** STATED EXERCISE **
Copy the following lines unchanged, starting at the line that contains "of the plastic" and ending at the last line of the rows, both ends inclusive.

** EXERCISE MATERIAL **

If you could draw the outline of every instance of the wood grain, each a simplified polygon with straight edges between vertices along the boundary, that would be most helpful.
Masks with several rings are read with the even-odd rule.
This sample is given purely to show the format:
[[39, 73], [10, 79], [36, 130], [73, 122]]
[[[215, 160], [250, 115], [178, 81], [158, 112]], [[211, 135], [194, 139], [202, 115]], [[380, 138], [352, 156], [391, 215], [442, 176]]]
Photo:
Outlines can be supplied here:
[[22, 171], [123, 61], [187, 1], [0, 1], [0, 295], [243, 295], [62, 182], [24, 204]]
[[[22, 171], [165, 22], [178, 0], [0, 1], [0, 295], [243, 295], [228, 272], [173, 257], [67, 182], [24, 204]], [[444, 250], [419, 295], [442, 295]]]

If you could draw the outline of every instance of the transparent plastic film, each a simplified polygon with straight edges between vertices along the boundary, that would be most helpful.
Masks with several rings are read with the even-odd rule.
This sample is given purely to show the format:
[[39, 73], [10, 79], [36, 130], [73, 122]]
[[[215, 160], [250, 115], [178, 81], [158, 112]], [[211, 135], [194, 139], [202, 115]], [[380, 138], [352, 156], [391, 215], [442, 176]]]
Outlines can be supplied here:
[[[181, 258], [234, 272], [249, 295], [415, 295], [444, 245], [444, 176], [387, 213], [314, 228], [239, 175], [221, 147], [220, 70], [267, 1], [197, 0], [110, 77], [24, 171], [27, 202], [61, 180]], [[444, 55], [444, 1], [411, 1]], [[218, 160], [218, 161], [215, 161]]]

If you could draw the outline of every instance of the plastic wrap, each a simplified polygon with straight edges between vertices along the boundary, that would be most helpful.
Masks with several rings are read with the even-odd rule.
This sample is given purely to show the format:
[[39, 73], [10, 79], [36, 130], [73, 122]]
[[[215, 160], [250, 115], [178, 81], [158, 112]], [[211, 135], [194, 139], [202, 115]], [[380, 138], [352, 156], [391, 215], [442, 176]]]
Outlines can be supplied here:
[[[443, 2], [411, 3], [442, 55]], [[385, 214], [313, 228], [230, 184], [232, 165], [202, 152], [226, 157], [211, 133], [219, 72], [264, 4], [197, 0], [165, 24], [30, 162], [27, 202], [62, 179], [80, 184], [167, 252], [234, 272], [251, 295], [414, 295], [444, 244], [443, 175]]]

** WRITTEN REPLY **
If you could draw the outline of every instance of the plastic wrap, each a simplified polygon with straight edges between vertices along the boundary, that would be most helpful.
Masks with several rings are read with the even-odd rule.
This sample is given purely to show the format:
[[39, 73], [10, 79], [36, 130], [73, 122]]
[[[215, 160], [250, 115], [178, 81], [158, 112]], [[211, 135], [194, 139], [202, 115]], [[380, 138], [352, 156], [391, 215], [442, 176]]]
Outlines can be supplied here:
[[[443, 2], [411, 3], [442, 55]], [[385, 214], [313, 228], [230, 184], [232, 165], [202, 152], [226, 157], [211, 133], [219, 72], [264, 4], [197, 0], [165, 24], [30, 162], [27, 202], [62, 179], [80, 184], [167, 252], [234, 272], [251, 295], [414, 295], [444, 244], [443, 175]]]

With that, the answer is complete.